§ **Tarefas a realizar**
(1) Copie, do texto sobre o abuso do direito, o trecho que começa nas palavras que contêm "De acordo com" e termina em "2005, pág. 280).".
(2) Escreva a continuação do texto sobre o abuso do direito a partir da última frase apresentada.

§ **Texto fornecido**
Para Fernando Cunha de Sá, “O abuso do direito traduz-se, pois, num acto ilegítimo, consistindo a sua ilegitimidade precisamente num excesso de exercício de um certo e determinado direito subjectivo: hão-de ultrapassar-se os limites que ao mesmo direito são impostos pela boa fé, pelos bons costumes ou pelo próprio fim social ou económico do direito exercido. Não é, aliás, qualquer excesso a esses limites que confere ao exercício do respectivo direito carácter abusivo, mas somente o excesso que seja manifesto.” (in Abuso do Direito, 2005, pág. 103/104).

Retomemos e esclareçamos o conceito venire contra factum proprium referido por Coutinho de Abreu e atrás mencionado.

De acordo com António Menezes Cordeiro, “só se considera como venire contra factum proprium a contradição directa entre a situação jurídica originada pelo factum proprium e o segundo comportamento do autor.” (in “Tratado de Direito Civil Português”, I – Parte Geral – tomo IV, 2005, pág. 280).

Mais adiante, o mesmo autor refere “… Von Craushaar atesta que ‘O comando de que ninguém deve colocar-se em contradição com o seu comportamento tem a sua origem, finalmente, na protecção da confiança’. Canaris, começando por apoiar a afirmação de Wieacker, …, formula uma construção desenvolvida do venire baseado na confiança. Luhmann, não obstante omitir referências expressas ao venire, associa a necessidade de identidade do comportamento próprio com a confiança. Erman/Sirp escrevem que ‘quando o titular através das suas declarações ou pelo seu comportamento, consciente ou inconsciente, tenha provocado que a outra parte se pudesse confiar em si e, também, que o tenha feito, então não deve esta ser desiludida. Atentaria contra a boa fé e minaria a confiança no tráfego jurídico que o titular se permitisse incorrer em contradição com as suas declarações ou comportamentos anteriores’” (pág. 286), bem como “a doutrina é uniforme em tomar a previsão de venire contra factum proprium por meramente objectiva: não se requer culpa, por parte do titular exercente, na ocorrência da contradição. Não se pode, contudo, ir tão longe nessa via que, ao factum proprium, se dê mais consistência do que ao próprio negócio jurídico: também este, afinal e por maioria de razão, suscita, no espaço jurídico, confiança digna de protecção e, não obstante, cede perante vectores que, em casos determinados, se apresentem com peso maior.” (pág. 287).

§ **Dados registados**
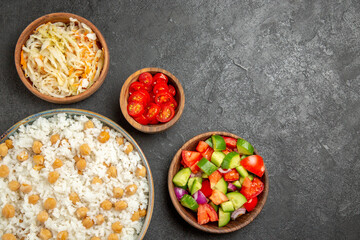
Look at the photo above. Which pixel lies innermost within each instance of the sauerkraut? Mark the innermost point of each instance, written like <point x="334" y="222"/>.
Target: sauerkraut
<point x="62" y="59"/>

--

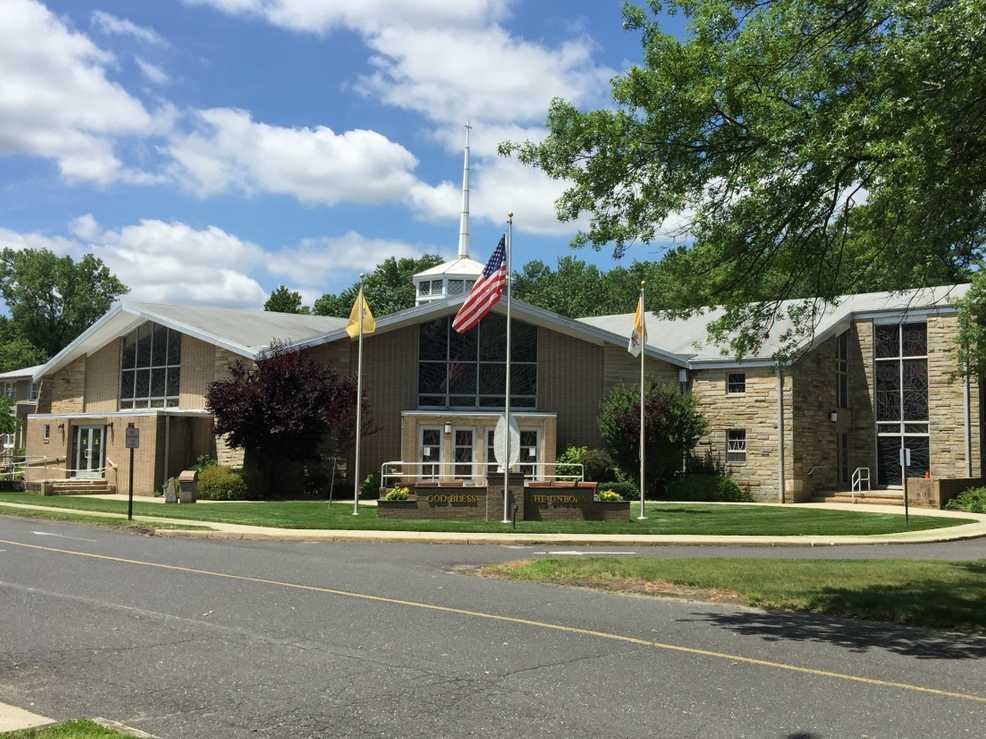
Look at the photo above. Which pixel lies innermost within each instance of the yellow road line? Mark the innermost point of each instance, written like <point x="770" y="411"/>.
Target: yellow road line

--

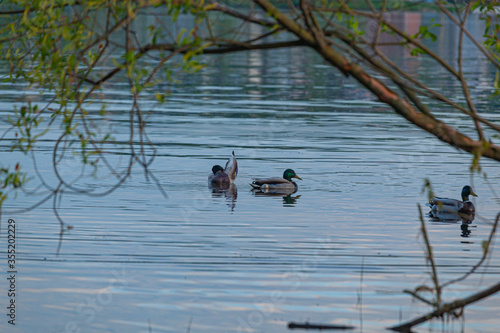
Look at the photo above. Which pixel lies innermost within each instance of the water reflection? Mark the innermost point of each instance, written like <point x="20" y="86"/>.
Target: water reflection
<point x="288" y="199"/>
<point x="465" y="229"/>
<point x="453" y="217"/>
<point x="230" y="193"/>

§ **Conjunto de respostas**
(1)
De acordo com António Menezes Cordeiro, “só se considera como venire contra factum proprium a contradição directa entre a situação jurídica originada pelo factum proprium e o segundo comportamento do autor.” (in “Tratado de Direito Civil Português”, I – Parte Geral – tomo IV, 2005, pág. 280).

(2)
A proibição do venire contra factum proprium tem vindo a ter consagração na nossa jurisprudência (vide por todos o Acórdão desta Relação de 14-07-2005, por ser um dos mais recentes, in http://www.dgsi.pt).”

Considerando que a destituição se baseia num comportamento do réu ao longo de algum tempo e até à propositura da acção, perde qualquer relevância o facto de o conhecimento de alguns desses factos ter ocorrido mais de noventa dias antes da propositura da acção, já que alguns dos factos imputados ao réu ocorreram próximo desta.

Não se pode, portanto, falar em que tenha sido criada qualquer convicção no réu de que o autor tenha consentido nos seus comportamentos alegadamente abusivos e prejudiciais para a sociedade, ou mesmo a convicção no réu de que o autor não reagiria a tal situação.

Não existe, assim, qualquer abuso do direito de acção à destituição de gerente em causa.

Tendo em conta que, no que respeita à destituição de gerente, o apelante apenas invoca abuso do direito por parte do autor e que, como antes dissemos, tal não se verifica, concluímos que bem andou a sentença recorrida ao destituir o réu das funções de gerente da sociedade “D……., Lda.”.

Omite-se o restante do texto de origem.